▸ How to complete this task
Copy the records word for word, omitting all pictures.

▸ Given information
------------------------------------------------------------------------

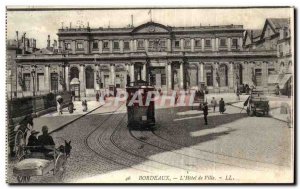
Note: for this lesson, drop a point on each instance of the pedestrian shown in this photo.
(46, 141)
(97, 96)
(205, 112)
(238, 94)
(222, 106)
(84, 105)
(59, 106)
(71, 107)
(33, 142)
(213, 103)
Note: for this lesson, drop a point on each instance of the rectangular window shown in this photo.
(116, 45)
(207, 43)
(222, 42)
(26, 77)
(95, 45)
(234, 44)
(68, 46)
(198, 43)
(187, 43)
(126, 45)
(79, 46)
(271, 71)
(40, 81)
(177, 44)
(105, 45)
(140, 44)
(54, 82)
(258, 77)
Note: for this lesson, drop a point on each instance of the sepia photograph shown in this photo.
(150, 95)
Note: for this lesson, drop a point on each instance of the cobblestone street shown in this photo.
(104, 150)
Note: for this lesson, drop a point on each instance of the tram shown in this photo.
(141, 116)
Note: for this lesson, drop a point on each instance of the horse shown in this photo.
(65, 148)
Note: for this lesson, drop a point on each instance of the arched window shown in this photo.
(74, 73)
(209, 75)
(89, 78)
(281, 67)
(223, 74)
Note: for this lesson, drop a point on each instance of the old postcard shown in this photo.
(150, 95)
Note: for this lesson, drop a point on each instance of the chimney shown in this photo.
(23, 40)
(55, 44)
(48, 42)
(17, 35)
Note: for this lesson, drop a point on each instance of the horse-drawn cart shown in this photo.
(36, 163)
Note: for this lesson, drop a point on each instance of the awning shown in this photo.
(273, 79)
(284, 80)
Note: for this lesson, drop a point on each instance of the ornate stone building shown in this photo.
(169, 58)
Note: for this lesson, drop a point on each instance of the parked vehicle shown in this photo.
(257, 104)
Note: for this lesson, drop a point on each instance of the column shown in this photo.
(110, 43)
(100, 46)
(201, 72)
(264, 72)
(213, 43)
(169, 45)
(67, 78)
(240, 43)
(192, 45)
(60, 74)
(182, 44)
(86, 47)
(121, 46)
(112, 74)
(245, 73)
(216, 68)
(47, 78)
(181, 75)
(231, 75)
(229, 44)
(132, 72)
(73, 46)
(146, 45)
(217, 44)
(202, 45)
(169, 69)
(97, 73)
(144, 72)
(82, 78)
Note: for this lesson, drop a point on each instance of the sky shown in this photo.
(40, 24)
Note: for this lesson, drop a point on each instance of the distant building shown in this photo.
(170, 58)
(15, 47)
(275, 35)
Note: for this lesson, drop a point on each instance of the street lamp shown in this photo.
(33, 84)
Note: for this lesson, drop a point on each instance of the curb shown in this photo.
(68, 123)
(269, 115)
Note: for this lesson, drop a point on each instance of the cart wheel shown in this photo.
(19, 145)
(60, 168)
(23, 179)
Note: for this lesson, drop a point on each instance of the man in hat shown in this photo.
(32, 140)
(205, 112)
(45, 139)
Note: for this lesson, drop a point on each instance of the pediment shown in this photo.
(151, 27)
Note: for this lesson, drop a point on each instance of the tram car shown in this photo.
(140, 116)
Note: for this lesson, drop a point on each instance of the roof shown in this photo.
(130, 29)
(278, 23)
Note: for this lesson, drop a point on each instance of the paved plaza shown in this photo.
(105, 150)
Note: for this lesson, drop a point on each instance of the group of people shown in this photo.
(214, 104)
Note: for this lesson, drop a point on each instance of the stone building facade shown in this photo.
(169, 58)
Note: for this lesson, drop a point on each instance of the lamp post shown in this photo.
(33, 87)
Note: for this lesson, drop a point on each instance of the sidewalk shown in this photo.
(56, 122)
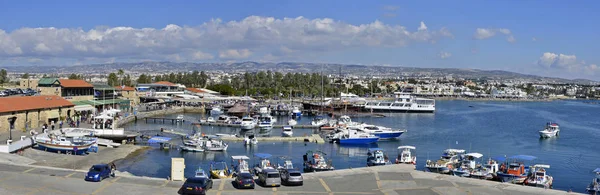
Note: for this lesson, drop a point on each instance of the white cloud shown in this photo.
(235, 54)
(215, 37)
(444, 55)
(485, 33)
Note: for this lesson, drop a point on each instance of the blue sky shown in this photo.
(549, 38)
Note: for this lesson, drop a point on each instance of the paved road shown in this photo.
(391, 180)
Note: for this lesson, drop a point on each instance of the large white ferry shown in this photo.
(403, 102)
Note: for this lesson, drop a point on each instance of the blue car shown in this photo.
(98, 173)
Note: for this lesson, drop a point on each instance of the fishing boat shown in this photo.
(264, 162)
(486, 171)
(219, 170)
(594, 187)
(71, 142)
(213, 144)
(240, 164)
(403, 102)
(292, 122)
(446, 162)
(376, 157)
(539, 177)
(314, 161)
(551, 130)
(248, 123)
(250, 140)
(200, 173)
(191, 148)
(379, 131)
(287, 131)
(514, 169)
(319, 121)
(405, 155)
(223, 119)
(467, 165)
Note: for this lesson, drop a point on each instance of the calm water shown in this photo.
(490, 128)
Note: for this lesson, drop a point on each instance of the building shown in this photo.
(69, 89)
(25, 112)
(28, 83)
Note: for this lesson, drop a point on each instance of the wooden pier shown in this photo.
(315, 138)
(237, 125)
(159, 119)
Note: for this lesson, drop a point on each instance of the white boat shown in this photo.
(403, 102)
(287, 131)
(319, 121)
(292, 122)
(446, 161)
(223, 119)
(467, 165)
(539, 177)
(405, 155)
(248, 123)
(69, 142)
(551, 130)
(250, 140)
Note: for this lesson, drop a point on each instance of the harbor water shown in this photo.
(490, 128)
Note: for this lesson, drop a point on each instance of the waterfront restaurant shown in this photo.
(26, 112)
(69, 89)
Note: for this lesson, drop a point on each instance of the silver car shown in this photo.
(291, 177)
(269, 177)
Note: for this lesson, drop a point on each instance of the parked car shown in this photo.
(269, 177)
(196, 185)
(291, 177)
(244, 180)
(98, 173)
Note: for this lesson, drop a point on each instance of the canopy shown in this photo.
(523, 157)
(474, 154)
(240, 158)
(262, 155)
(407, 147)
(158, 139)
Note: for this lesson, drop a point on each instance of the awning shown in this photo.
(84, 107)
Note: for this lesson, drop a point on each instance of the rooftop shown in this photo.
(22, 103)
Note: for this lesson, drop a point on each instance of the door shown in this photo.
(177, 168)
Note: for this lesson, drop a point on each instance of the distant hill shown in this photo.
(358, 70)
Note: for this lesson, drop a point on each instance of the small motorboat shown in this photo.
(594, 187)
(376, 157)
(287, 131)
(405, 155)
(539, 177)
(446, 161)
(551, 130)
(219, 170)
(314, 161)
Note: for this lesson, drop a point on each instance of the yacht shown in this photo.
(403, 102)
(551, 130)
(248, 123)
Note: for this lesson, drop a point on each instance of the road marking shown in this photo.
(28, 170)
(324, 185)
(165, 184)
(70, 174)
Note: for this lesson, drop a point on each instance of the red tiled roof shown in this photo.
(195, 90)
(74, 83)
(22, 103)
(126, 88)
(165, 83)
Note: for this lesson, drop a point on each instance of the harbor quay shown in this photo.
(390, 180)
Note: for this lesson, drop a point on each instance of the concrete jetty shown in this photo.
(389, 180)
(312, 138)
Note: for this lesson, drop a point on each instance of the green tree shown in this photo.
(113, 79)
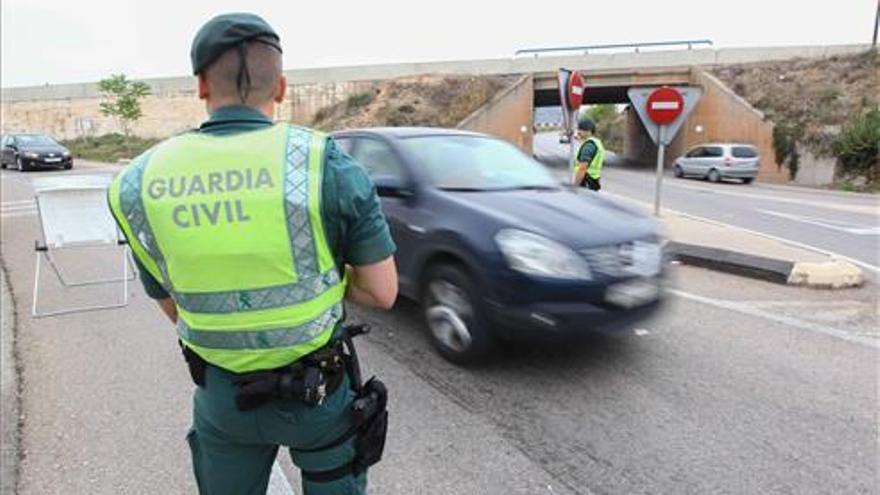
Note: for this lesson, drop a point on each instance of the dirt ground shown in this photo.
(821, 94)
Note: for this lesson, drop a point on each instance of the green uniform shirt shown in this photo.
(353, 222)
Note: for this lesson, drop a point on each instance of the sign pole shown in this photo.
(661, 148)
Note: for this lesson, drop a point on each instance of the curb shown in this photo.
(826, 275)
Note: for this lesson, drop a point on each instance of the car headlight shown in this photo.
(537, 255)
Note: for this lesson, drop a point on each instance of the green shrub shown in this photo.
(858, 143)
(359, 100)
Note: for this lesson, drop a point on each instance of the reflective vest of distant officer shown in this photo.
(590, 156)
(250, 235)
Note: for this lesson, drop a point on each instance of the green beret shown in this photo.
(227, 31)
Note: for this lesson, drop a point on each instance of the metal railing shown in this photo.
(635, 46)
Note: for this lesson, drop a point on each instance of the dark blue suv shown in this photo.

------------------------------------------------------------------------

▸ Your response
Note: for this lesson, drop a point on each instance of the pedestrian shown in this photo.
(46, 141)
(97, 96)
(205, 112)
(238, 94)
(222, 106)
(84, 105)
(59, 106)
(71, 107)
(33, 142)
(213, 103)
Note: for this lesson, drop a point on each instance of the rectangular window shown in this photo.
(116, 45)
(207, 43)
(222, 42)
(26, 77)
(95, 45)
(234, 44)
(68, 46)
(198, 43)
(187, 43)
(126, 45)
(79, 46)
(271, 71)
(40, 81)
(177, 44)
(105, 45)
(140, 44)
(54, 82)
(258, 77)
Note: for this lesson, drop a point on each instance of the sepia photograph shown in this photo.
(150, 95)
Note: for this lesson, drop a point on each instance of the cobblestone street shown in this photo.
(104, 150)
Note: for this lesson, drop a point on each instance of the tram shown in this photo.
(141, 116)
Note: for this lesson, drop a point on each instance of the horse shown in this photo.
(65, 148)
Note: for this lesson, drop a point on each instance of the arched window shown in this photo.
(74, 73)
(209, 75)
(89, 78)
(281, 67)
(223, 74)
Note: for this lesson, drop a point on each instance of the old postcard shown in this photo.
(150, 95)
Note: for this lesson, drop a point on each instance of the chimney shown in this photo.
(23, 40)
(55, 44)
(48, 42)
(17, 35)
Note: for this lesson, drop a point on each instance of the horse-drawn cart shown in this photo.
(36, 163)
Note: for this lesson, drop a point on each instance of the awning shown in this photo.
(273, 79)
(284, 80)
Note: for this lesson, drop a point on each instance of the ornate stone building shown in this photo.
(169, 58)
Note: for this lesson, drop a point on each instance of the parked vehicle shown in this photo.
(257, 104)
Note: for this lesson, drop a point on each instance of the column shown in this photo.
(110, 43)
(100, 46)
(201, 72)
(264, 72)
(213, 43)
(169, 45)
(67, 78)
(240, 43)
(192, 45)
(60, 74)
(182, 44)
(86, 47)
(121, 46)
(112, 74)
(245, 73)
(216, 68)
(47, 78)
(181, 75)
(231, 75)
(229, 44)
(132, 72)
(73, 46)
(146, 45)
(217, 44)
(202, 45)
(169, 69)
(97, 73)
(144, 72)
(82, 78)
Note: for this lesson, drop a point on each instance of the sky shown in this photo.
(40, 24)
Note: for this lesson, drop a point on each instance of the distant building shown in this photo.
(170, 58)
(15, 47)
(275, 35)
Note: for this lesson, drop a point on each instance of the street lamp shown in this photo.
(33, 84)
Note: for this lesson, drop a point on each instance of the curb shown in this photo.
(68, 123)
(269, 115)
Note: for this lesson, drop a point on each instance of the cart wheel shown in this photo.
(19, 145)
(60, 168)
(23, 179)
Note: for this lesson, drop a point on each instance of the man in hat shown in this photo.
(32, 140)
(205, 112)
(45, 139)
Note: for this lesson, drop a point on each instance of the pediment shown in this photo.
(151, 27)
Note: for this lesson, drop a point on each instance of the tram car shown in this photo.
(140, 116)
Note: for this lesson, drop a point on each instance of the roof shown in this photo.
(130, 29)
(278, 23)
Note: for this lesson, drop a point on each instance of the paved plaza shown in this photo.
(105, 150)
Note: for this lesson, drop a point on each instance of the group of people shown in this photo.
(214, 104)
Note: for this lesson, drop a point on each instance of the stone building facade shown in this photo.
(169, 58)
Note: for this lesson, drop a point on each instance of the lamp post shown in this photo.
(33, 87)
Note: for this lesson, drop a point on each instance of the sidewalk shown in this photo.
(56, 122)
Note: for this lesson, drop a point on each instance of the white cloud shown in this photo.
(235, 54)
(215, 37)
(444, 55)
(485, 33)
Note: for this lesson, drop a point on each instance of the blue sky shown in this photo.
(549, 38)
Note: for this lesson, drop a point on each instance of the paved road shown in this photo.
(391, 180)
Note: for this lesson, drop a point on each instance of the large white ferry shown in this photo.
(403, 102)
Note: for this lesson, drop a point on each instance of the blue car shown in this photo.
(98, 173)
Note: for this lesson, drop a point on each instance of the fishing boat shown in this photo.
(264, 162)
(486, 171)
(219, 170)
(594, 187)
(71, 142)
(213, 144)
(240, 164)
(403, 102)
(292, 122)
(446, 162)
(376, 157)
(539, 177)
(314, 161)
(551, 130)
(248, 123)
(250, 140)
(200, 173)
(191, 148)
(379, 131)
(287, 131)
(514, 169)
(319, 121)
(405, 155)
(223, 119)
(467, 165)
Note: for this lesson, drop a point on each instance of the calm water shown in this photo.
(490, 128)
Note: for this lesson, drop a point on each instance of the building shown in this photo.
(69, 89)
(25, 112)
(28, 83)
Note: for this lesson, drop a point on each instance of the wooden pier shown in this photo.
(315, 138)
(237, 125)
(159, 119)
Note: for this lesson, drop a point on each instance of the white boat shown in this photo.
(403, 102)
(287, 131)
(319, 121)
(292, 122)
(446, 161)
(223, 119)
(467, 165)
(539, 177)
(405, 155)
(248, 123)
(69, 142)
(551, 130)
(250, 140)
Note: for this lesson, drop a point on each instance of the harbor water shown in this photo.
(490, 128)
Note: for this lesson, drop a point on each instance of the waterfront restaurant shown in this photo.
(26, 112)
(69, 89)
Note: for this lesson, drop a point on each instance of the silver car shown in this photo.
(291, 177)
(269, 177)
Note: for this lesson, drop a point on each instance of the parked car shown in this photo.
(269, 177)
(196, 185)
(291, 177)
(244, 180)
(98, 173)
Note: for this lesson, drop a point on each instance of the canopy shown in this photo.
(523, 157)
(474, 154)
(240, 158)
(262, 155)
(407, 147)
(158, 139)
Note: for this lesson, drop a point on each instance of the awning shown in this photo.
(84, 107)
Note: for this lesson, drop a point on each instance of the rooftop shown in this photo.
(22, 103)
Note: for this lesson, drop a point on each instance of the door shown in this photo.
(177, 168)
Note: for this lesson, drop a point on each instance of the distant hill shown in this photo.
(358, 70)
Note: for this lesson, drop a point on each instance of the small motorboat shown in this photo.
(594, 187)
(376, 157)
(287, 131)
(405, 155)
(539, 177)
(446, 161)
(551, 130)
(219, 170)
(314, 161)
Note: for this lesson, drop a point on each instance of the yacht shown in this photo.
(403, 102)
(551, 130)
(248, 123)
Note: for this lesson, drop a point on each instance of the road marking shown in this photo.
(28, 170)
(324, 185)
(165, 184)
(70, 174)
Note: for this lesson, drop a point on each instance of the red tiled roof shown in this photo.
(195, 90)
(74, 83)
(22, 103)
(126, 88)
(165, 83)
Note: for this lesson, drop a point on each instance of the harbor quay shown in this photo.
(390, 180)
Note: for this lesson, drop a point on each instance of the concrete jetty shown in this photo.
(389, 180)
(312, 138)
Note: for this lesson, drop a point on each instance of the green tree shown in this photo.
(113, 79)
Note: for this lesson, drop a point on each instance of the dirt ground shown in this photo.
(821, 94)
Note: for this lesson, drop a point on each instance of the green uniform shirt shown in this photo.
(353, 222)
Note: for this lesson, drop a point on each instance of the sign pole shown in this photo.
(661, 148)
Note: for this lesson, drop a point on each instance of the curb shown in this photo.
(826, 275)
Note: for this lesson, drop a point on each instance of the car headlight shown in this photo.
(537, 255)
Note: for this lesson, drop a point on each instance of the green shrub shown in this photo.
(858, 143)
(359, 100)
Note: for this lesson, drop a point on each instance of the reflective vest of distant officer shown in this photo.
(590, 156)
(250, 235)
Note: for this lesson, drop a point on each instance of the green beret shown in this photo.
(227, 31)
Note: for this lesson, drop a point on each instance of the metal railing shown in this photo.
(635, 46)
Note: for this lesson, drop a point on each instance of the dark blue suv shown in this photo.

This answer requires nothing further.